=== DATA ===

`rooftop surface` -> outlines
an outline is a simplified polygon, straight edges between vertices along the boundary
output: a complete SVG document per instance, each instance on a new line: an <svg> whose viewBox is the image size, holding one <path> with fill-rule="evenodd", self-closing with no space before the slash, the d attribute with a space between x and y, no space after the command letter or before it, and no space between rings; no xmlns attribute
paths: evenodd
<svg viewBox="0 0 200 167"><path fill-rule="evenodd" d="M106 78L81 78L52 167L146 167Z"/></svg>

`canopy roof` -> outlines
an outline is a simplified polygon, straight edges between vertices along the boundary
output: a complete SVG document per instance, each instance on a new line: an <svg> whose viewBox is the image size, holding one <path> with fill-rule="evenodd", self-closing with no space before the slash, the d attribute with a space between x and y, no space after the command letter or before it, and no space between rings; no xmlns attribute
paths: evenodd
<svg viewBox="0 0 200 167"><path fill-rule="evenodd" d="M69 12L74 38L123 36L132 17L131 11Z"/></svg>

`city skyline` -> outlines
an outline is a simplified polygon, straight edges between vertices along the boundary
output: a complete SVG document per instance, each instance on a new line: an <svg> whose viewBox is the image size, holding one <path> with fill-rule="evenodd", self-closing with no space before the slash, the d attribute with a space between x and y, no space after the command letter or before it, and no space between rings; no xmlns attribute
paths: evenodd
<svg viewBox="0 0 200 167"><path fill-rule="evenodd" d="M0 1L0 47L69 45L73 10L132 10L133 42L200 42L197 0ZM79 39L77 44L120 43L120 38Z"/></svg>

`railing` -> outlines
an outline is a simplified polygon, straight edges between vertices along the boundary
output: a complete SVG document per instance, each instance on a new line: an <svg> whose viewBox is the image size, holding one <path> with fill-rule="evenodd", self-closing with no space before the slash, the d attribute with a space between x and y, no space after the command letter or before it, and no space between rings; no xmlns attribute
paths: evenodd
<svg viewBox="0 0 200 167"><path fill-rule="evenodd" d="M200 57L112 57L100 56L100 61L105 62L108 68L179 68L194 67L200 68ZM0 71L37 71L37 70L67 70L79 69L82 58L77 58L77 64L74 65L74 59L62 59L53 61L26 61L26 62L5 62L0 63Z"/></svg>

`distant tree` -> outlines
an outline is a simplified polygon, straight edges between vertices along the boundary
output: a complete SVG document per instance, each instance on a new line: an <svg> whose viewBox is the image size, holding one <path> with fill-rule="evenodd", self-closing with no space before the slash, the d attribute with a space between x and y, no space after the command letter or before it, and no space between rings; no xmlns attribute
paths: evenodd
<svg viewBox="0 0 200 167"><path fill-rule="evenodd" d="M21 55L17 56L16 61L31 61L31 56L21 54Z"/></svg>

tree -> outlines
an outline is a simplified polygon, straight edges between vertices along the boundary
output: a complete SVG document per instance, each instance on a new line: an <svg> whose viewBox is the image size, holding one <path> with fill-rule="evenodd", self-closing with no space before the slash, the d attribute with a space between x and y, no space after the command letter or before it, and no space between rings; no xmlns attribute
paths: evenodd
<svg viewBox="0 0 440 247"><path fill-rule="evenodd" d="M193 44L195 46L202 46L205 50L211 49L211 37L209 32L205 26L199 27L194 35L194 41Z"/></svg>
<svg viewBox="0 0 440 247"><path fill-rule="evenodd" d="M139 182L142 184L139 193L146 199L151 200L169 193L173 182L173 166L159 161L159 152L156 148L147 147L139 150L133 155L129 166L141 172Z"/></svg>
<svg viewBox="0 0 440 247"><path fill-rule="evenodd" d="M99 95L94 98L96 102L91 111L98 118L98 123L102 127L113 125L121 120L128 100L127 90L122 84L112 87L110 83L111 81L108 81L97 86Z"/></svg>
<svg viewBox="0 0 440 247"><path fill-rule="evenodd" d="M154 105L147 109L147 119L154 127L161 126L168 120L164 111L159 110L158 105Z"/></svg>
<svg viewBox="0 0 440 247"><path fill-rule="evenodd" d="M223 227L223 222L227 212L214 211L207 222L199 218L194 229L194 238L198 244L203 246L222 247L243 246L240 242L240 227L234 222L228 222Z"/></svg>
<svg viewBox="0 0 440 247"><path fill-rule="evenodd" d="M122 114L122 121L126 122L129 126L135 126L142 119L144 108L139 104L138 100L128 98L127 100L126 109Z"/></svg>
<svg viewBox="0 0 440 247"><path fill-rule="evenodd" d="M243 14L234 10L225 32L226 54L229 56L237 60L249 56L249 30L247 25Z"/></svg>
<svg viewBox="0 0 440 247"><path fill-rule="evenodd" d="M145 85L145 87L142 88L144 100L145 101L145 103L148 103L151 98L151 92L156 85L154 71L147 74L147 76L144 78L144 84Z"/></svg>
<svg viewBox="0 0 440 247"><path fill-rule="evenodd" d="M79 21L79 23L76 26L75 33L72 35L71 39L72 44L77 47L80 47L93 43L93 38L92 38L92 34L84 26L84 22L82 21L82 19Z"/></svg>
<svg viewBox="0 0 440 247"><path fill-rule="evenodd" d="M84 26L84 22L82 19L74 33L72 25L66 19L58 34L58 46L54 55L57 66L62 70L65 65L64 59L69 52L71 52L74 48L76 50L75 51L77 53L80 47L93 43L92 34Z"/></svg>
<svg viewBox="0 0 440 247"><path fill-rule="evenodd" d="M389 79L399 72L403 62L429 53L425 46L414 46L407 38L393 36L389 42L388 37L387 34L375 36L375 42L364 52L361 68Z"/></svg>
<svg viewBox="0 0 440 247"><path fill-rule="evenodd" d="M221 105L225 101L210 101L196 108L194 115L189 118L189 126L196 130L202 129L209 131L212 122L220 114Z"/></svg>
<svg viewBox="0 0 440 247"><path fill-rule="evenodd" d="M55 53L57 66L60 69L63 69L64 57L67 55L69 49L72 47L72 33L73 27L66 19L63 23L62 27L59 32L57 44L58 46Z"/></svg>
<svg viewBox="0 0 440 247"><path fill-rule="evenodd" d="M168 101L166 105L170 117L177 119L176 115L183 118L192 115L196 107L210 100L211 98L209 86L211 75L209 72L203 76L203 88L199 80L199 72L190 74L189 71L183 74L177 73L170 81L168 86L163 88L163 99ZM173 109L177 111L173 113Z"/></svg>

===

STATED GOAL => Rewrite the lines above with "simplified polygon" changed to "straight-edged polygon" at every occurrence, keeping everything else the same.

FINAL RESULT =>
`rooftop surface` -> outlines
an outline is a straight-edged polygon, straight edges between vertices along the boundary
output: a complete SVG document per instance, each instance on a new line: an <svg> whose viewBox is the image size, holding one <path> with fill-rule="evenodd", self-closing with no space before the slash, the d attribute with a space between x and y, no space after the command letter or before it, and no space between rings; no xmlns attribute
paths: evenodd
<svg viewBox="0 0 200 167"><path fill-rule="evenodd" d="M106 78L81 78L52 167L146 167Z"/></svg>

`canopy roof` -> outlines
an outline is a straight-edged polygon, straight edges between vertices along the boundary
output: a complete SVG document per instance, each instance on a new line: an <svg> whose viewBox is the image size, holding one <path> with fill-rule="evenodd", self-closing with no space before the slash, the d attribute with a space between x and y, no space after the command letter or before it, and no space between rings; no xmlns attribute
paths: evenodd
<svg viewBox="0 0 200 167"><path fill-rule="evenodd" d="M69 12L74 38L123 36L132 17L131 11Z"/></svg>

`city skyline` -> outlines
an outline is a straight-edged polygon, straight edges between vertices along the boundary
output: a complete SVG document per instance, each instance on a new line: an <svg> whose viewBox is the image size, holding one <path> with fill-rule="evenodd", self-closing with no space before the slash, the d attribute with a space between x and y, no space after the command letter or before it, and no space between rings; no xmlns attribute
paths: evenodd
<svg viewBox="0 0 200 167"><path fill-rule="evenodd" d="M0 1L0 47L69 45L73 10L132 10L133 42L200 42L197 0ZM79 39L77 44L120 43L120 38Z"/></svg>

`railing` -> outlines
an outline is a straight-edged polygon, straight edges between vertices along the boundary
output: a complete SVG document per instance, each instance on a new line: an <svg> whose viewBox is the image size, holding one <path> with fill-rule="evenodd", self-closing with no space before the slash, the d attribute with a space between x and y, no space after the command letter or before it, and no space between rings; no xmlns attribute
paths: evenodd
<svg viewBox="0 0 200 167"><path fill-rule="evenodd" d="M200 57L112 57L100 56L100 61L105 62L108 68L179 68L194 67L200 68ZM0 71L37 71L37 70L67 70L79 69L82 58L77 58L77 64L74 65L74 59L62 59L53 61L26 61L26 62L5 62L0 63Z"/></svg>

`distant tree` -> outlines
an outline is a straight-edged polygon, straight edges between vertices along the boundary
output: a complete SVG document per instance, each instance on a new line: an <svg> whose viewBox is the image size, holding one <path> with fill-rule="evenodd", self-closing with no space before the slash, the d attribute with a space between x and y, no space after the command letter or before it, and no space between rings; no xmlns attribute
paths: evenodd
<svg viewBox="0 0 200 167"><path fill-rule="evenodd" d="M21 55L17 56L16 61L31 61L31 56L21 54Z"/></svg>

tree -> outlines
an outline is a straight-edged polygon, straight edges between vertices along the boundary
output: a complete SVG document per instance, each instance on a new line: an <svg> whose viewBox is the image size, holding one <path> with fill-rule="evenodd", self-closing with no space before the slash, the d attribute with a space between x and y, no space after the command letter or before it, and no space between rings; no xmlns attribute
paths: evenodd
<svg viewBox="0 0 440 247"><path fill-rule="evenodd" d="M193 44L195 46L202 46L205 50L211 49L211 37L209 32L205 26L199 27L194 35L194 41Z"/></svg>
<svg viewBox="0 0 440 247"><path fill-rule="evenodd" d="M139 182L142 184L139 193L146 199L151 200L169 193L173 182L173 166L159 161L159 152L156 148L147 147L139 150L133 155L129 166L141 172Z"/></svg>
<svg viewBox="0 0 440 247"><path fill-rule="evenodd" d="M99 95L94 98L96 102L91 111L98 118L98 123L102 127L113 125L121 120L128 100L127 90L122 84L112 87L110 83L111 81L108 81L97 86Z"/></svg>
<svg viewBox="0 0 440 247"><path fill-rule="evenodd" d="M154 105L147 109L147 119L154 127L161 126L168 120L164 111L159 110L158 105Z"/></svg>
<svg viewBox="0 0 440 247"><path fill-rule="evenodd" d="M223 227L223 222L227 212L214 211L207 222L199 218L194 229L194 238L198 244L203 246L222 247L243 246L240 242L240 227L234 222L228 222Z"/></svg>
<svg viewBox="0 0 440 247"><path fill-rule="evenodd" d="M122 114L122 121L126 122L129 126L135 126L142 119L144 108L139 104L138 100L128 98L127 100L126 109Z"/></svg>
<svg viewBox="0 0 440 247"><path fill-rule="evenodd" d="M243 14L234 10L225 32L226 54L229 56L237 60L249 56L249 30L247 25Z"/></svg>
<svg viewBox="0 0 440 247"><path fill-rule="evenodd" d="M145 85L145 87L142 88L144 100L145 101L145 103L148 103L151 98L151 92L156 85L154 71L147 74L147 76L144 78L144 84Z"/></svg>
<svg viewBox="0 0 440 247"><path fill-rule="evenodd" d="M79 21L79 23L76 26L75 33L72 35L71 39L72 44L77 47L80 47L93 43L93 38L92 38L92 34L84 26L84 22L82 21L82 19Z"/></svg>
<svg viewBox="0 0 440 247"><path fill-rule="evenodd" d="M84 26L84 22L82 19L74 33L72 25L66 19L58 34L58 46L54 55L57 66L62 70L65 65L64 59L69 52L71 52L74 48L76 50L75 51L77 53L80 47L93 43L92 34Z"/></svg>
<svg viewBox="0 0 440 247"><path fill-rule="evenodd" d="M389 79L399 72L403 62L429 53L425 46L414 46L407 38L393 36L389 42L388 37L387 34L375 36L375 42L364 52L361 68Z"/></svg>
<svg viewBox="0 0 440 247"><path fill-rule="evenodd" d="M221 105L225 101L210 101L196 108L194 115L189 118L189 126L196 130L202 129L209 131L212 122L220 114Z"/></svg>
<svg viewBox="0 0 440 247"><path fill-rule="evenodd" d="M55 53L57 66L60 69L63 69L64 57L67 55L69 49L72 47L72 33L73 27L66 19L63 23L62 27L59 32L57 44L58 46Z"/></svg>
<svg viewBox="0 0 440 247"><path fill-rule="evenodd" d="M168 101L166 105L170 117L177 119L176 115L183 118L192 115L196 107L210 100L211 98L209 86L211 75L209 72L203 76L203 88L199 80L199 72L190 74L189 71L183 74L177 73L170 81L168 86L163 88L163 99ZM173 109L177 111L173 113Z"/></svg>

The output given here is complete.